§ **Passage**
More good press for Ozzie from Bizweek (see bold last Paragraph)SEE NO EVIL. Regulators do not always act so swiftly, or at all. For example, in 1992 and 1993 the NASD became aware of possible payoffs to a 150-broker California firm called LaJolla Capital. According to an internal NASD memorandum obtained by BUSINESS WEEK, NASD examinations found that the brokerage had accepted ''due diligence fees'' and ''investment banking fees'' from companies for which it was a market maker.
But the NASD never acted on those findings--which officials suspected wereillegal payoffs. A LaJolla spokesperson, Janet Frazier, denied LaJolla had ever accepted payments for making a market in companies, but said the company continued to accept due diligence fees--in return for carrying out due diligence on companies.
The NASD's Goldsmith says that he does not know why the LaJolla case was not pursued. But he observed that a federal appellate court ruling in 1994--on alleged payoffs to another firm--required the NASD to issue a formal rule banning such conduct before prosecuting payoffs to brokerages. The rule was not issued until last July. In the interim, he noted, the NASD did not pursue such cases. Goldsmith pointed out that the NASD fined LaJolla in September for violating penny-stock sales rules, in a decision that LaJolla says it is vigorously contesting. However, the recent action makes no mention of payments from companies.
Payoffs to brokers and brokerages by corporate officials and stock promoters are some of the most invidious practices in the chop-stock business. How widespread are they? Regulators at the NASD minimize their prevalence. ''When you're talking about payments or bribes--we take that very seriously. But to characterize that as widespread, as sort of the practice or the norm, or as endemic, even to the small, micro-cap stocks--we just don't see that,'' says the NASD's Goldsmith.
But former chop-house execs maintain that such payoffs are pervasive throughout the world of micro-cap stocks. Chop-house brokers say that corporate officials, directly or through intermediaries, frequently pay off brokers to drive share prices upward, or to obtain offerings of their shares for listing on the OTC Bulletin Board. At one brokerage, a former chop-house manager maintains, every OTC Bulletin Board stock offering involved a payoff. ''It's a very thin market, usually there's very little on the buy side initially--that's why they have to enlist the help of a lot of brokers to get the buyers for these things,'' says one former chop-house broker. The brokers have the whip hand--and thus can demand payoffs. In one case, according to the former chop-house official interviewed by BUSINESS WEEK, even NASD examiners are not immune from accepting payoffs. However, NASD officials contend that they have heard no such allegations--which, they say, they would promptly refer to law enforcement.

§ **Listing**
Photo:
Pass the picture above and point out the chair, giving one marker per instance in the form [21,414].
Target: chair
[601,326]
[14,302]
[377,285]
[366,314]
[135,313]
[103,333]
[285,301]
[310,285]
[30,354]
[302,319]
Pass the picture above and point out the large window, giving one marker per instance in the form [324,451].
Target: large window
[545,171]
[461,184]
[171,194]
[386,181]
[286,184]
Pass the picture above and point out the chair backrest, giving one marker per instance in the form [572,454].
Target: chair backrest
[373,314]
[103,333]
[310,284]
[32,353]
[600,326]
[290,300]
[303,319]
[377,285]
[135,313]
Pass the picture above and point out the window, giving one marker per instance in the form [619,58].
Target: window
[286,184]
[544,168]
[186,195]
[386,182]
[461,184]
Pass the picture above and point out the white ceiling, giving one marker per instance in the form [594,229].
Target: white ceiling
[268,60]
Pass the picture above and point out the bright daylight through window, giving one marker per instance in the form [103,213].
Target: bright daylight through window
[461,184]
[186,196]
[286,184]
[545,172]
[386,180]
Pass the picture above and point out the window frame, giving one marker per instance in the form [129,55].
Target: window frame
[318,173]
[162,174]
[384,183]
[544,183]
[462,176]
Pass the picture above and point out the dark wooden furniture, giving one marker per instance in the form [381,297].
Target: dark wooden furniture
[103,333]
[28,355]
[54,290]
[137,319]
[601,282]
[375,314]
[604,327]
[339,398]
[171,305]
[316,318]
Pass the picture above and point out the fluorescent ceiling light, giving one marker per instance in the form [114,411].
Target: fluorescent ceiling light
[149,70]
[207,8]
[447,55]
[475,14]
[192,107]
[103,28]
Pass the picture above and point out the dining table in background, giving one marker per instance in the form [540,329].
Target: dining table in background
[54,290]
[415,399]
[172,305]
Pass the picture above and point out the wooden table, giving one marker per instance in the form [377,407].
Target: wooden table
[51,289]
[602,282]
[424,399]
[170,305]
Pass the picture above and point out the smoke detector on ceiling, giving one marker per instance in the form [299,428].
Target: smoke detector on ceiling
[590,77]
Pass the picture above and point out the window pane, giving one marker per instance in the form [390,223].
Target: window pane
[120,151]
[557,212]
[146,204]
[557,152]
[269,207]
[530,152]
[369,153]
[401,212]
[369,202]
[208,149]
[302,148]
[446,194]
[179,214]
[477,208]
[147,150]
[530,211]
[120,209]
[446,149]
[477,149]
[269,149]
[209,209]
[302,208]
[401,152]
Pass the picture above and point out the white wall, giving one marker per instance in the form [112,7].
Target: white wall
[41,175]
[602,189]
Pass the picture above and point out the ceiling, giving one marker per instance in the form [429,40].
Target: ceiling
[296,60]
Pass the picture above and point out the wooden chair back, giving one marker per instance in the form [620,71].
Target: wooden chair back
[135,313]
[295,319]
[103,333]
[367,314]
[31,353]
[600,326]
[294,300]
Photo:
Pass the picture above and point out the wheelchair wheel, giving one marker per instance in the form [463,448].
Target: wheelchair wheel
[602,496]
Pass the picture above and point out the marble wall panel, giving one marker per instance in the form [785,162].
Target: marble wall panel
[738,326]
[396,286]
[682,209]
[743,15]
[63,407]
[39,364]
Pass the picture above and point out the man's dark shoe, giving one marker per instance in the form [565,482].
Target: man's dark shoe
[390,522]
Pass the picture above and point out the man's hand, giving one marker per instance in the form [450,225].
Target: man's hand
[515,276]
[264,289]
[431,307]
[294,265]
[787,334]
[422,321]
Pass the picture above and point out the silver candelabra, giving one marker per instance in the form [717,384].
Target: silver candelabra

§ **Request**
Extend the article above on payoffs to brokers in micro-cap stocks, picking up right after its final sentence.

§ **Expected answer**
One problem the NASD does pursue fairly vigorously is common at chop houses--excessive commissions and markups. But the cases they handle appear to be the tip of the iceberg--and point up the sensitive role served by the Wall Street firms that process trades for chop houses. The firms often process trades that appear to show excess markups and commissions--but insist that they are in no position to monitor the activities of the firms that trade for them. Regulators are studying ways of chipping away at this long-established, legally sanctioned ''see no evil'' policy--for often, there is a lot of evil that passes through their trading systems.
A LOT OF HEAT. In its recent prosecution of Euro-Atlantic, markups of as much as 63% were alleged. The NASD complaint does not specify when the trades took place, but they appear to have been in the latter half of 1996--at a time when the trades were processed by Schroder Wertheim. A Schroder spokeswoman declined comment on whether the firm was aware of the overcharges or even whether Schroder processed the trades--though the spokeswoman said the firm ''apparently'' did so.
One firm that has been subject to substantial heat for its chop-house clearing activities--particularly at the now-defunct A.R. Baron--is Bear Stearns. Bear has been the clearing agent for a host of chop houses, including PCM Securities, Meyers Pollock, and another major dealer in small-company stocks--Paragon Capital--where, regulators have been told by a former Paragon employee, massive overcharges have taken place. These charges are significant because Paragon is believed to be one of the largest dealers, possibly the biggest, in OTC Bulletin Board stocks.
Internal Paragon trading records from late 1994, which were recently submitted to the NASD and were obtained by BUSINESS WEEK, show apparently massive commissions. Some were as high as 25% or more. One trade went as follows: On Aug. 19, 1994, one customer bought 17,700 shares of Environmental Technologies USA Inc. for $13,275. According to the trading records furnished to the NASD, as shown above, he paid a commission of $3,982.50--30%. Similar high commissions were charged for trades that took place on other days that month.
According to the trading records supplied to the SEC by a former Paragon employee, customers were similarly overcharged in a host of other stocks--Evro, Paramark Enterprises, Apogee Robotics, La-Man, Eco2, First Standard Ventures, and quite a few others. There was no indication that the firms had any knowledge of the overcharges. Repeated calls to Paragon President Danny Levine for comment on these allegations were not returned.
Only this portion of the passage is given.